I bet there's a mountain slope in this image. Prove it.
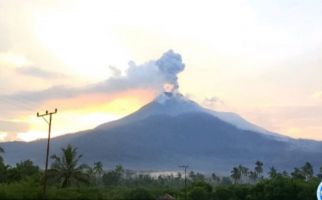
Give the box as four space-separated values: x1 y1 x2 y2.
1 93 322 173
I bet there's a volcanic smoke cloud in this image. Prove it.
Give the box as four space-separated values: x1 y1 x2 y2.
0 50 185 109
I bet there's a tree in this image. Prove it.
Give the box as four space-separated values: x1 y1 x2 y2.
103 165 124 186
230 167 241 184
93 161 103 177
48 144 89 188
211 173 220 183
317 166 322 179
0 147 5 163
248 171 257 183
255 160 264 179
291 167 305 180
268 167 278 179
238 165 249 182
302 162 314 181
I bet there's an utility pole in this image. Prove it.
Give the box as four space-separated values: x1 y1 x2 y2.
179 165 189 200
37 108 57 199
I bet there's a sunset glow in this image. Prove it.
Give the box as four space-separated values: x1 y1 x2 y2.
0 0 322 141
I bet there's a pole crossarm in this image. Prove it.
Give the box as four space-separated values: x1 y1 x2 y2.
37 108 58 199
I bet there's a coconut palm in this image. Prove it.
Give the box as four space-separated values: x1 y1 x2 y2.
0 147 4 163
93 161 103 176
230 167 241 184
48 144 89 188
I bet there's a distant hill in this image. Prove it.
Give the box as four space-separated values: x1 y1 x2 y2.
0 93 322 173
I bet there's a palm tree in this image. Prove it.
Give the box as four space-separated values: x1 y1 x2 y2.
93 161 103 176
238 165 249 182
268 167 278 179
48 144 89 188
255 161 264 179
0 147 4 162
302 162 314 181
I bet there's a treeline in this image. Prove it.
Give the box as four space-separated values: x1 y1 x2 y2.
0 145 322 200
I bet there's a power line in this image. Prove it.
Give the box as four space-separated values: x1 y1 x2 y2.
37 108 57 199
179 165 189 200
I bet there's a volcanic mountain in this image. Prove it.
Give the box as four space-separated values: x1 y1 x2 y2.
0 92 322 173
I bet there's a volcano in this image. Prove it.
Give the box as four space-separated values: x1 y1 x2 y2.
0 92 322 173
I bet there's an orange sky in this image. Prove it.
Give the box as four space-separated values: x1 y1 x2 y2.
0 0 322 141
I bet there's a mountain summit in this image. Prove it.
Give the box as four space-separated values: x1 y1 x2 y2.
1 92 322 173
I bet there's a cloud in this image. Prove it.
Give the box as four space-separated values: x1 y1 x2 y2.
108 65 122 77
0 50 185 108
16 67 65 79
0 120 29 133
202 97 224 108
312 91 322 99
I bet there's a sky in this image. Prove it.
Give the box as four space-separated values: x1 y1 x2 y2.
0 0 322 141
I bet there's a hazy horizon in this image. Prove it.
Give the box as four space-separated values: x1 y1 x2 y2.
0 0 322 141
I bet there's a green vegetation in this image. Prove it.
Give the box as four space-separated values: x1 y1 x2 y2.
0 145 322 200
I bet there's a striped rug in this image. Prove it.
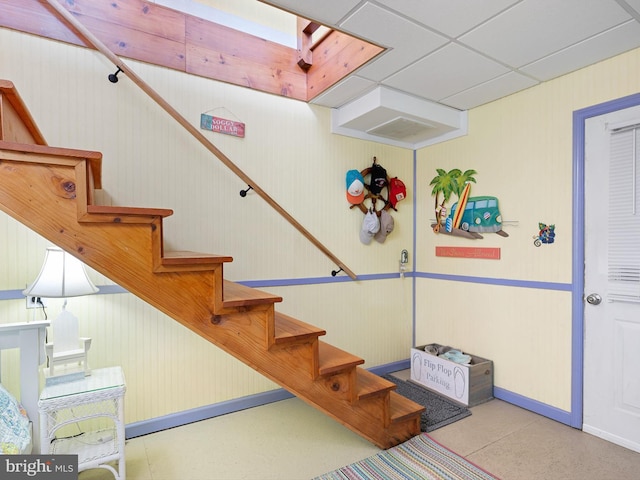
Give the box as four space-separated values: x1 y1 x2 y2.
314 433 497 480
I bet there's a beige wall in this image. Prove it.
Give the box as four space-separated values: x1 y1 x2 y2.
416 50 640 410
0 29 413 423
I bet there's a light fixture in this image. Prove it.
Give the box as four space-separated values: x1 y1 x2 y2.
22 247 98 378
22 247 98 300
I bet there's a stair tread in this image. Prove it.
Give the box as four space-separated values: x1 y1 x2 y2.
87 205 173 217
223 280 282 308
162 250 233 265
318 341 364 375
356 367 397 400
274 312 327 345
389 392 426 422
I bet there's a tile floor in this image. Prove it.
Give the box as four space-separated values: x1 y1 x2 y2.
80 372 640 480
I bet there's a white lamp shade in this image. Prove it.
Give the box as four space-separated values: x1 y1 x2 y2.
22 247 98 298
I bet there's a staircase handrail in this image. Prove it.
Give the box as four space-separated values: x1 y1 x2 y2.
46 0 357 280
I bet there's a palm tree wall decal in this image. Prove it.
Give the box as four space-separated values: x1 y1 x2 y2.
429 168 478 233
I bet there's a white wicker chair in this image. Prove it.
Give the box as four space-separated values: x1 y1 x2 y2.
45 310 91 376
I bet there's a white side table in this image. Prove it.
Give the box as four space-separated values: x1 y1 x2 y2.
38 367 126 480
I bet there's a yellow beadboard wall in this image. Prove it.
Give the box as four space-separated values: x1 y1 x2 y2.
416 46 640 410
0 29 413 423
416 278 571 411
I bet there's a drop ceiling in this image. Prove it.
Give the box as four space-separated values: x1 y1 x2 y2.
260 0 640 148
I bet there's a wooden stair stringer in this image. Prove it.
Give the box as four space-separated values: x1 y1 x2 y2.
206 314 424 448
0 146 419 448
0 85 423 448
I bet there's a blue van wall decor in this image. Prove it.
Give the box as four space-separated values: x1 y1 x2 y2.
429 168 509 239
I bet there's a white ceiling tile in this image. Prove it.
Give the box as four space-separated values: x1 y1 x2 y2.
460 0 631 67
625 0 640 18
383 44 508 101
520 20 640 80
440 72 538 110
339 2 447 50
311 75 376 108
260 0 360 25
383 0 520 38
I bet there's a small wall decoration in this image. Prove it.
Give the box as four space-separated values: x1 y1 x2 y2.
436 247 500 260
429 168 509 239
533 223 556 247
200 112 245 138
346 157 407 245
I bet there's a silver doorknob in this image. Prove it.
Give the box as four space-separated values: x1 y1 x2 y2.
587 293 602 305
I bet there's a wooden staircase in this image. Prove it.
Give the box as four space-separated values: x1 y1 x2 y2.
0 80 424 449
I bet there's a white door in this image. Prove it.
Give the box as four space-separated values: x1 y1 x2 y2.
583 103 640 452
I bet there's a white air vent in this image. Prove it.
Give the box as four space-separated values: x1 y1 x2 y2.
331 87 467 149
367 117 435 142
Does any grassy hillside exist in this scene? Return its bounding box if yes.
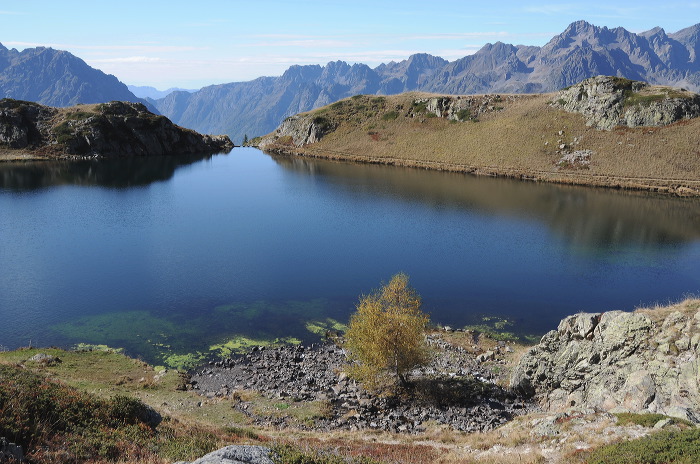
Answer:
[263,93,700,194]
[0,299,700,464]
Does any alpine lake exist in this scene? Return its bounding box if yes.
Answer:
[0,148,700,368]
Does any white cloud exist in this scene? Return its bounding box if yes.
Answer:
[90,56,164,63]
[4,42,207,53]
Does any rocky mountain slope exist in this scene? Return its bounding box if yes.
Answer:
[153,21,700,140]
[0,99,233,159]
[254,76,700,195]
[511,300,700,423]
[0,44,155,111]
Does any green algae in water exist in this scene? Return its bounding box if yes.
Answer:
[306,317,348,336]
[464,316,540,343]
[209,336,301,358]
[53,299,346,369]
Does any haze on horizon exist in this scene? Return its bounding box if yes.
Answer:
[0,0,700,89]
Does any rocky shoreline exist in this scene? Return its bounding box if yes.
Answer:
[188,335,536,434]
[0,99,233,161]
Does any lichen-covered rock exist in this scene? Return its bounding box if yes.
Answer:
[553,76,700,130]
[0,99,233,157]
[176,445,274,464]
[511,305,700,422]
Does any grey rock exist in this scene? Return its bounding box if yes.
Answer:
[176,445,274,464]
[0,99,233,157]
[29,353,62,366]
[654,418,673,429]
[511,311,700,416]
[0,437,26,464]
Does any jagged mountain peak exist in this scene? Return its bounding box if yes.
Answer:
[637,26,666,39]
[150,20,700,139]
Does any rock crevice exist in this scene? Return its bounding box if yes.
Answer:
[511,302,700,422]
[552,76,700,130]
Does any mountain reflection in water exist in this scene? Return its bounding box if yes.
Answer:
[0,154,221,191]
[272,156,700,248]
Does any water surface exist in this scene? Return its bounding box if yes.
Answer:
[0,148,700,365]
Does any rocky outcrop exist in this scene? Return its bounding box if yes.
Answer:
[553,76,700,130]
[511,300,700,422]
[175,445,274,464]
[0,437,26,464]
[190,336,533,433]
[0,99,233,157]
§
▶ WHAT TO DO: Pull out every line of the listing from the one containing "Does any alpine" down to the one containing "[0,99,233,161]", both ends included, and reproduce them without any change.

▶ SOLUTION TO THIS TASK:
Does any alpine lake exist in this scene? Return its bounding box if yes.
Answer:
[0,148,700,368]
Does any white cloud exist in this scene? Return its bounding box if yes.
Answer:
[90,56,164,63]
[4,42,207,53]
Does any rocky mountain slope exist in this scene? Return its bounding box if yes.
Answer:
[153,21,700,140]
[0,99,233,159]
[254,76,700,195]
[511,300,700,423]
[0,44,155,111]
Does any green algae in water exist in this scene? Return its bounding box if yes.
Answer:
[306,317,348,336]
[464,316,540,343]
[209,336,301,358]
[53,299,346,369]
Does any haze on horizon exist in this scene? Return its bounding box if yes.
Answer:
[0,0,700,89]
Does any rocky shoreline exist in this scene? Return its bounding box if yes.
Answer:
[188,335,536,434]
[0,99,233,161]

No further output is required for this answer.